_Records for labeling locations_.
[START]
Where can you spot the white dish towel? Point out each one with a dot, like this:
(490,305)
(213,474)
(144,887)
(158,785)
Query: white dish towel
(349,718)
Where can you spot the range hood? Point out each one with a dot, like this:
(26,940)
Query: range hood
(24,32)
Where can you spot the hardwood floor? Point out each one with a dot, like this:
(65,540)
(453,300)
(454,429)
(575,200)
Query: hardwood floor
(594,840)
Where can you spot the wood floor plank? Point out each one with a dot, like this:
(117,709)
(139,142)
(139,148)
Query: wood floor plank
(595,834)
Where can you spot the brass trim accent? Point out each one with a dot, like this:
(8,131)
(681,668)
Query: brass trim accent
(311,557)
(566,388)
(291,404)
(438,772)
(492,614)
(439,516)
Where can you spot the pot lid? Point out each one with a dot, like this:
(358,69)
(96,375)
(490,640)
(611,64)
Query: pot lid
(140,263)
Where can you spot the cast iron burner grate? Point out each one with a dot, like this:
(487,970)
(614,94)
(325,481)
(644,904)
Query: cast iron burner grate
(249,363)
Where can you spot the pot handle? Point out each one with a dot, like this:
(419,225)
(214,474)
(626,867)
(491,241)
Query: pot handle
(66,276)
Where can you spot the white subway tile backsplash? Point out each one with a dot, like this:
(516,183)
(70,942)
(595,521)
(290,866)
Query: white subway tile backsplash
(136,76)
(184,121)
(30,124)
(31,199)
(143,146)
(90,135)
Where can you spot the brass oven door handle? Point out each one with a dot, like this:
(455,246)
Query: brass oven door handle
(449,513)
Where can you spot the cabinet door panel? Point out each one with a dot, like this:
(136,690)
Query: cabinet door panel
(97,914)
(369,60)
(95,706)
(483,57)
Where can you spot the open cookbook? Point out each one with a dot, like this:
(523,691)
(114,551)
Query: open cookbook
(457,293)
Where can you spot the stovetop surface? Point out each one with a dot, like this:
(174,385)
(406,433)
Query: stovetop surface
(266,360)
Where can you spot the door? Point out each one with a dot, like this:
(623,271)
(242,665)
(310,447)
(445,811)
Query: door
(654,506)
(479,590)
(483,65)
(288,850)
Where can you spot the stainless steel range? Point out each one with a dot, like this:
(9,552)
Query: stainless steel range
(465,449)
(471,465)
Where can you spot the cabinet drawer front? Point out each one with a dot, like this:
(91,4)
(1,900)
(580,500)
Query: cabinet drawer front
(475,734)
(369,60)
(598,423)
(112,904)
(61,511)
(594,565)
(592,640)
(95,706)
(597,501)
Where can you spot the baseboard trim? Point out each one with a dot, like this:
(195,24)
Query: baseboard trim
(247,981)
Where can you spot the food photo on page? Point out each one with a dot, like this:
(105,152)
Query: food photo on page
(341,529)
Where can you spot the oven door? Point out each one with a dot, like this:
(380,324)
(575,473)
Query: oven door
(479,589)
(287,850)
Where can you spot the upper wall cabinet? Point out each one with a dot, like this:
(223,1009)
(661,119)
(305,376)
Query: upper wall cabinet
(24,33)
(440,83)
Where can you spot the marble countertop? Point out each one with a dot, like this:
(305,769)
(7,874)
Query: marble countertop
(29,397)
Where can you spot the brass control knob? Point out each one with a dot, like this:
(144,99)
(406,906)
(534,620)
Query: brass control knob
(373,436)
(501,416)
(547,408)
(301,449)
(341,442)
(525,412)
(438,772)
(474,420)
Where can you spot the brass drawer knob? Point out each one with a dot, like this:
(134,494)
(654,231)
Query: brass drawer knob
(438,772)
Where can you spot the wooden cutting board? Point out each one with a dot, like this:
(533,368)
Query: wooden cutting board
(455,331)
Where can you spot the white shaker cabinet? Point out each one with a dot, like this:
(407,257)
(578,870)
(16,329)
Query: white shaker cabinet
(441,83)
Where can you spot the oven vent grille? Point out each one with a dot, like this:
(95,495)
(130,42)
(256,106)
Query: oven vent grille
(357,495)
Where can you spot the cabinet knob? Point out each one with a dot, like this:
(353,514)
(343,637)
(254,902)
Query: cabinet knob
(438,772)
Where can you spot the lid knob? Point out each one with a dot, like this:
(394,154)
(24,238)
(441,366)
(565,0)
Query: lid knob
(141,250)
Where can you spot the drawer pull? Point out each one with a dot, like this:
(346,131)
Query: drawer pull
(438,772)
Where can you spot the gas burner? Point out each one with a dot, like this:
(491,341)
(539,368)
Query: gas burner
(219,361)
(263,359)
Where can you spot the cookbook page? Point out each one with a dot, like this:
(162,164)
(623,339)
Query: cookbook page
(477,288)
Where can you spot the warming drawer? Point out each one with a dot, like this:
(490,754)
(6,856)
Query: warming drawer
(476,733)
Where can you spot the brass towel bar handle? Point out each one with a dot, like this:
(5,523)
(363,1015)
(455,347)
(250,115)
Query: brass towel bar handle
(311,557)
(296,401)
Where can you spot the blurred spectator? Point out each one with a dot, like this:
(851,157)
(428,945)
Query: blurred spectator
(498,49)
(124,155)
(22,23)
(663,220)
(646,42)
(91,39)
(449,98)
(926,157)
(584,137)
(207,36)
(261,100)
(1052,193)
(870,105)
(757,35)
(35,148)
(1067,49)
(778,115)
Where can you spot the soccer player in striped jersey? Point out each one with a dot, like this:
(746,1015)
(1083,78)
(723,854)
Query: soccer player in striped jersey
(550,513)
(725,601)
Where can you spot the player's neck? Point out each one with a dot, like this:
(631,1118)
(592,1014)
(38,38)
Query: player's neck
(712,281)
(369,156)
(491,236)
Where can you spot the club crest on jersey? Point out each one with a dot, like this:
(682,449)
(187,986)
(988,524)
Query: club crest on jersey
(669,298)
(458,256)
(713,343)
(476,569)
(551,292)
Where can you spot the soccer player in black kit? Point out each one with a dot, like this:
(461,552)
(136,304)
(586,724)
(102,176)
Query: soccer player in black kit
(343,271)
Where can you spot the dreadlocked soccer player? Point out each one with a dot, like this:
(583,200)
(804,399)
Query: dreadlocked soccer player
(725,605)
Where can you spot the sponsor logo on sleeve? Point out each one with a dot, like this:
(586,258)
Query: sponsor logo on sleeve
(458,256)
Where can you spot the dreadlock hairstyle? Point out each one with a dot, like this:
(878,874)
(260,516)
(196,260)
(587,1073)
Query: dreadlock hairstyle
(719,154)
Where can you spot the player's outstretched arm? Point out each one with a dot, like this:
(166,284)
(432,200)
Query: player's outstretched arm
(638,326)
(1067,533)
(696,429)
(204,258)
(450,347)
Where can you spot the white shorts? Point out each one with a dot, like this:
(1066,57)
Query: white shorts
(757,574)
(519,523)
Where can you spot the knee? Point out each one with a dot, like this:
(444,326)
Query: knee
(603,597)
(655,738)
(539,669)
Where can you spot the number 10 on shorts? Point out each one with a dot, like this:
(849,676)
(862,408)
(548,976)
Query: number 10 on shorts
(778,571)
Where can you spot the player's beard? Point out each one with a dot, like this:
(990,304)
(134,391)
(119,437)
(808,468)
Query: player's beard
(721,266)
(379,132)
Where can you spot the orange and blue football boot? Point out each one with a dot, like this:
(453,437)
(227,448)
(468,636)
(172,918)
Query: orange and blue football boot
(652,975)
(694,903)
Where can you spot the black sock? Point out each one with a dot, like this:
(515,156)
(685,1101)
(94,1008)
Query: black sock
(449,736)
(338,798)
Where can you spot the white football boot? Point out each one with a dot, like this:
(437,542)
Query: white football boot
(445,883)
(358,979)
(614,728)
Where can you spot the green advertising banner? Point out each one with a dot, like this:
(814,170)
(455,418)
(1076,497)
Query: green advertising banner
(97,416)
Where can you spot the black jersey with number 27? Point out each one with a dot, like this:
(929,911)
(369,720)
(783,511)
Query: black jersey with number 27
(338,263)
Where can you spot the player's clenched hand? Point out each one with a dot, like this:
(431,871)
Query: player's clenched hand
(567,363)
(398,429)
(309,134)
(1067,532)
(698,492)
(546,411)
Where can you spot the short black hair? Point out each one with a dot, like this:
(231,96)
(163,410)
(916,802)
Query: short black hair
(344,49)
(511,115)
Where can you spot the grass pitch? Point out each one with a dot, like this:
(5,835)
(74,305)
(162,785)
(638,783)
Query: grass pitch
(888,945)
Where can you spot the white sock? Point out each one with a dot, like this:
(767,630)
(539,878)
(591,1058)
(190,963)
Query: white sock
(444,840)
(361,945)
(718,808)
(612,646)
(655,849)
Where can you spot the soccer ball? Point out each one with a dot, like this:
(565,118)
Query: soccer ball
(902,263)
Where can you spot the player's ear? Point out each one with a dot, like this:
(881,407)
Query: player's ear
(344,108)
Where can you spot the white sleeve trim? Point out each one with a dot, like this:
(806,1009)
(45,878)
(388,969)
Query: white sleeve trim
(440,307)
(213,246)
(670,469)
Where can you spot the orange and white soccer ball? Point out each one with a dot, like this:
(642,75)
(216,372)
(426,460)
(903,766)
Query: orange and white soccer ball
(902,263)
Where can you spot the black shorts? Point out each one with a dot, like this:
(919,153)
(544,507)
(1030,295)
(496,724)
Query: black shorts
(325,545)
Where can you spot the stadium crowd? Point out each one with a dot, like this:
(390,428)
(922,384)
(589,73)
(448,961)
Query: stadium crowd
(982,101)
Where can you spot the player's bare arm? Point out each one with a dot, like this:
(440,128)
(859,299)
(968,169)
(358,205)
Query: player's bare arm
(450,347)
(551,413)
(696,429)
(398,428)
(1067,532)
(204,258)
[END]
Copy the records verbatim from the line containing "Where can you spot the player's bare" through the end of the records, including both of those lines.

Where can you spot the player's bare arm? Point out each one with a dot, like this:
(440,128)
(859,299)
(968,169)
(358,205)
Query: player's bare arm
(450,347)
(551,413)
(696,429)
(398,428)
(1067,532)
(204,258)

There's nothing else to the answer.